• _Objective_: Switch every "car tire with snow" in the listing to "snow-covered car tire", keeping everything else the same, and leave the pictures out of your copy.

(Records from a point-labeling set)
#####
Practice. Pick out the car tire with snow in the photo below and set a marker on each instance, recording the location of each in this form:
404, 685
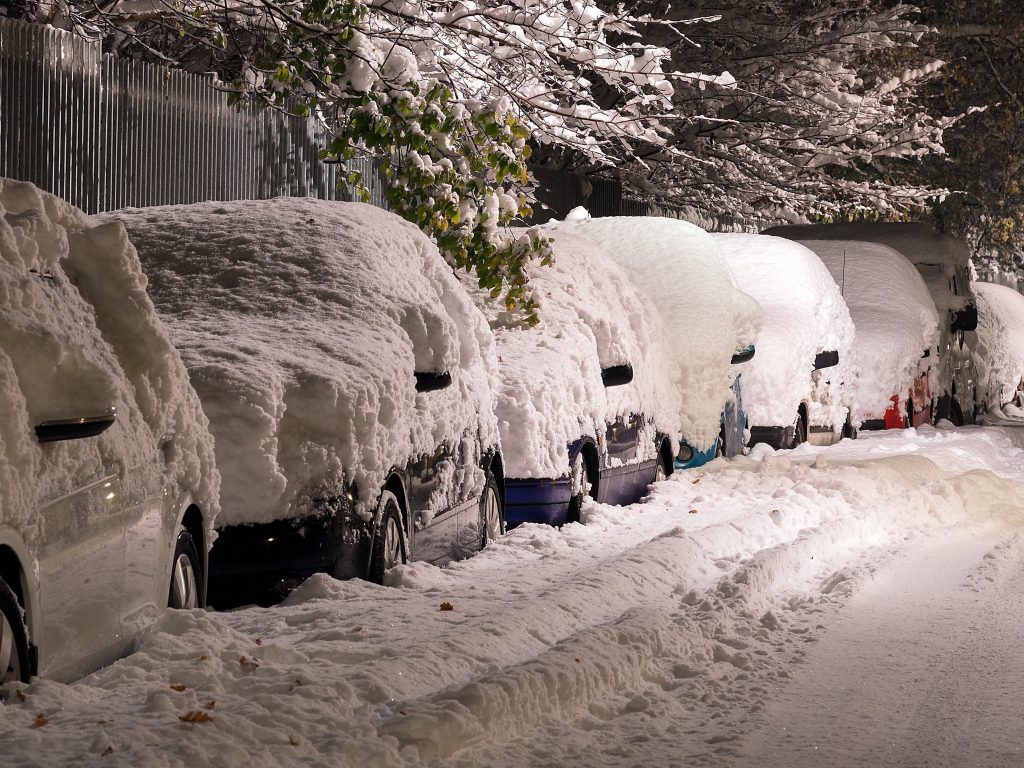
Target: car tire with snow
14, 664
492, 511
583, 485
388, 548
186, 573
#####
• _Finished answer_:
Practice. Pick out the snow-covered car tire in the photo below and set a marker on each instance, recording the location of each in this form:
404, 685
Target: snow-covered car tire
14, 664
492, 511
583, 485
388, 548
186, 573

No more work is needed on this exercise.